Task description:
Retype each of the rows below word for word, changing nothing.

>> START

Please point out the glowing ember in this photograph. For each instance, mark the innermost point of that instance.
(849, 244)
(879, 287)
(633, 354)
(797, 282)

>> END

Result of this exercise:
Please point out the glowing ember in this photograph. For each instance, mark the innermost point of that instance.
(849, 244)
(879, 287)
(633, 354)
(797, 282)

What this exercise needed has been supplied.